(Stated goal):
Copy out every line of the listing below word for word, leaving out the pictures.

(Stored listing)
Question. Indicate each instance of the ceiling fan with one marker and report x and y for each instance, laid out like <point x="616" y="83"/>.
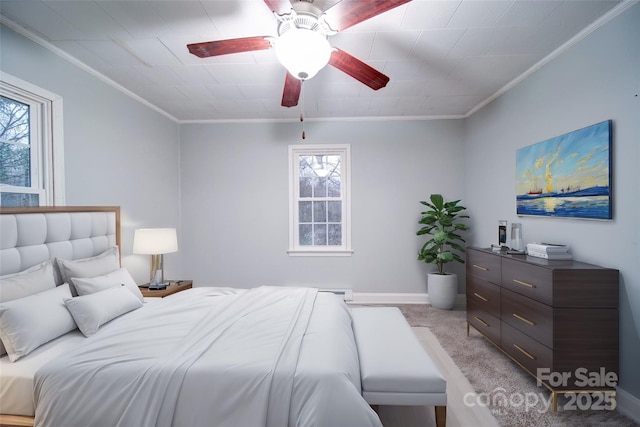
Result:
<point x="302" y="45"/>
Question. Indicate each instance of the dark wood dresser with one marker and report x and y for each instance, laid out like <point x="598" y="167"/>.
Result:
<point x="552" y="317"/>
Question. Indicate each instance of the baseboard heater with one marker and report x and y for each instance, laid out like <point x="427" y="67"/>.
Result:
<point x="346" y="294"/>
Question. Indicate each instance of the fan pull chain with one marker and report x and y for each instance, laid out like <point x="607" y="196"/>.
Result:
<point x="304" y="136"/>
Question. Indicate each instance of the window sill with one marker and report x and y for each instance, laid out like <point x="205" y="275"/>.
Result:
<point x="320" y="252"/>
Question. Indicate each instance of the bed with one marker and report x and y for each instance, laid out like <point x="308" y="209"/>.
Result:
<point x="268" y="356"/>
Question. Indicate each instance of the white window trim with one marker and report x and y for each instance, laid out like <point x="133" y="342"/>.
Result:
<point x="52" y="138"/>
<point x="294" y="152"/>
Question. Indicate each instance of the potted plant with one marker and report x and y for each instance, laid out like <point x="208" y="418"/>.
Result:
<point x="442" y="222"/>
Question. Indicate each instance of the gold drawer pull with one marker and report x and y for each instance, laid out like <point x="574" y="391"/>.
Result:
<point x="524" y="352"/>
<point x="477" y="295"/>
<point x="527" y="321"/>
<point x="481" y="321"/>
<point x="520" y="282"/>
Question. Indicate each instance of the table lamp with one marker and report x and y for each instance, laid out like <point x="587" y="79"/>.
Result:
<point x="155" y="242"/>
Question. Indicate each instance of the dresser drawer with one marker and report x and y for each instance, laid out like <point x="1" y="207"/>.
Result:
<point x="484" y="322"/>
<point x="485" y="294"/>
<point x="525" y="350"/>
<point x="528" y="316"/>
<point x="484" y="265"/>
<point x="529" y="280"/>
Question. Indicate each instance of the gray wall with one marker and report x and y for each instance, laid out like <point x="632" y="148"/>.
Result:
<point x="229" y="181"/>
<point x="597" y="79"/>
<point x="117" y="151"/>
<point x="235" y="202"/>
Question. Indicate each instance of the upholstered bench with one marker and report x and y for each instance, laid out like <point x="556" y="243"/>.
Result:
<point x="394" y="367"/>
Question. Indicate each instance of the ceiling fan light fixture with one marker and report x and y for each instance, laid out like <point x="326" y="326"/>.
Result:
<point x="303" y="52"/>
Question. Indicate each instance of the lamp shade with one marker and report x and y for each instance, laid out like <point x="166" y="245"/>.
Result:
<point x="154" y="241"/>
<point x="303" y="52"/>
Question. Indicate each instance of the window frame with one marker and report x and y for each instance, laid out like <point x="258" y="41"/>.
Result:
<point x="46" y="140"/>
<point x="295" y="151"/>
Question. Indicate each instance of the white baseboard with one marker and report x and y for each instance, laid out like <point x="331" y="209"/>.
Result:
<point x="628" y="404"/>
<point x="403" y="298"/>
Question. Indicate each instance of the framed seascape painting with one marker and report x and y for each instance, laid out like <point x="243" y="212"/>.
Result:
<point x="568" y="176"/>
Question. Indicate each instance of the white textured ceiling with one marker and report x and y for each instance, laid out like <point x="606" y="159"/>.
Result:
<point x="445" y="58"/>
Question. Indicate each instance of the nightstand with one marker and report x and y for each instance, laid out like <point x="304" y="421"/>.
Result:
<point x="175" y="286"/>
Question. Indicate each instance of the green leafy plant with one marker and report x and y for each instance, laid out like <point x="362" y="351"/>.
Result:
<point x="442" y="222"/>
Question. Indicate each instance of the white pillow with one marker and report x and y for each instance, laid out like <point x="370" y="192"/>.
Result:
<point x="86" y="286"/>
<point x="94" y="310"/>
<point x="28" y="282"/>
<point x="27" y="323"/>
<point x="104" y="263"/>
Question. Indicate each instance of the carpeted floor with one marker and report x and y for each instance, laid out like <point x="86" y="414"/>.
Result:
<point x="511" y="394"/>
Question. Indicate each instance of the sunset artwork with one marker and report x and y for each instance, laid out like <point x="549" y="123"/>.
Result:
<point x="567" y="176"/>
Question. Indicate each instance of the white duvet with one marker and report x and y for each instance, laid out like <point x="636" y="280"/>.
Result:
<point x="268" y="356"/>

(Written answer):
Question. Indicate each instance of the ceiling fan with one marker and report x and y for each instance, laid out like <point x="616" y="83"/>.
Result:
<point x="302" y="45"/>
Question. Indicate each instance of the dark wood dresser with one marker and report x and y for each instance, laid out like <point x="598" y="167"/>.
Result:
<point x="552" y="317"/>
Question. Indicate each instance of the baseboard heater with one marker and report x and y for each instance, laid out like <point x="427" y="67"/>.
Result:
<point x="346" y="294"/>
Question. Indicate each instance of the fan pull chain with one marker and report x and y for each instance, laid out like <point x="607" y="196"/>.
Result:
<point x="304" y="136"/>
Question. Indicate each instance of the window sill with one marker and report x and y for each instance, laid out like <point x="205" y="275"/>.
Result:
<point x="320" y="252"/>
Question. Indicate each instance of the bed with one marker and report x and y for each instance, laid out like <point x="308" y="209"/>.
Result:
<point x="268" y="356"/>
Question. Indicate each instance of the white window trim with one marker and report x and y for each instance, laid out like <point x="133" y="342"/>.
Result:
<point x="52" y="138"/>
<point x="294" y="152"/>
Question. Indicate each instance of the potted plant with one marker and report x and y for each instance, laid out like <point x="208" y="418"/>.
Result:
<point x="442" y="222"/>
Question. Indicate each instance of the gold drawer pull with one marker and report x and y for each instance, laid out like <point x="574" y="391"/>.
Result:
<point x="524" y="352"/>
<point x="477" y="295"/>
<point x="527" y="321"/>
<point x="481" y="321"/>
<point x="520" y="282"/>
Question. Indicate each instance of the table lamp with one marker and report x and y for each instance, laid out like <point x="587" y="79"/>.
Result:
<point x="155" y="242"/>
Question. Indicate each instance of the dresser drawer with one marker and report x and y for each instance, laid out like <point x="1" y="207"/>.
Result:
<point x="484" y="322"/>
<point x="485" y="294"/>
<point x="525" y="350"/>
<point x="528" y="316"/>
<point x="484" y="265"/>
<point x="529" y="280"/>
Question. Indicate each instance of the gray wall with one marker and report x and y for each instance, laid out like <point x="632" y="148"/>.
Result:
<point x="229" y="181"/>
<point x="597" y="79"/>
<point x="117" y="151"/>
<point x="235" y="202"/>
Question. Indicate each instance of the upholstered bench with one marker and report x and y for each instance, laid out like <point x="556" y="243"/>.
Result:
<point x="394" y="367"/>
Question. Indicate each instance of the ceiling fan light fixture with one marker and report x and y for each instance, laid out like <point x="326" y="326"/>.
Result:
<point x="303" y="52"/>
Question. Indicate each instance of the lamp shade with one marker and report x and y for each instance, laid out like <point x="166" y="245"/>.
Result:
<point x="154" y="241"/>
<point x="303" y="52"/>
Question. Indicate each instance of the window frame with one marker and report x and y for each instance, laid out like <point x="258" y="41"/>.
Result:
<point x="46" y="140"/>
<point x="295" y="151"/>
Question. Indicate each instance of the white baseboard with one marker and report x and y for each instance, laid out like <point x="331" y="209"/>.
Result:
<point x="628" y="404"/>
<point x="403" y="298"/>
Question. Indicate each instance of the framed seascape painting with one marker and report x and y for each instance, laid out like <point x="243" y="212"/>.
Result:
<point x="568" y="176"/>
Question. Indicate each instance of the white textured ceiling with one marker and report x and y for each instance, laid out like <point x="606" y="159"/>.
Result:
<point x="445" y="58"/>
Question. Indicate each instance of the nightstand with one marker and report x and y for each instance, laid out like <point x="304" y="421"/>.
Result:
<point x="175" y="286"/>
Question. Indicate each instance of the green leafy plant with one marker and report x and y for each instance, laid out like <point x="362" y="351"/>.
Result:
<point x="442" y="222"/>
Question. Indicate each instance of the white pillow with one marker and report x and y for each instance, laid out like <point x="370" y="192"/>.
Result:
<point x="86" y="286"/>
<point x="94" y="310"/>
<point x="28" y="282"/>
<point x="27" y="323"/>
<point x="104" y="263"/>
Question. Indicate each instance of the carpeted floor with one marker and report x and y for each instance, laid out like <point x="86" y="414"/>.
Result:
<point x="511" y="394"/>
Question. Indicate each instance of the sunset artwork with one marker and report x and y for each instance, laid out like <point x="549" y="123"/>.
Result:
<point x="567" y="176"/>
Question. Indicate each instance of the white duvet with one marker and report x and y for each instance, laid out like <point x="636" y="280"/>.
Result:
<point x="268" y="356"/>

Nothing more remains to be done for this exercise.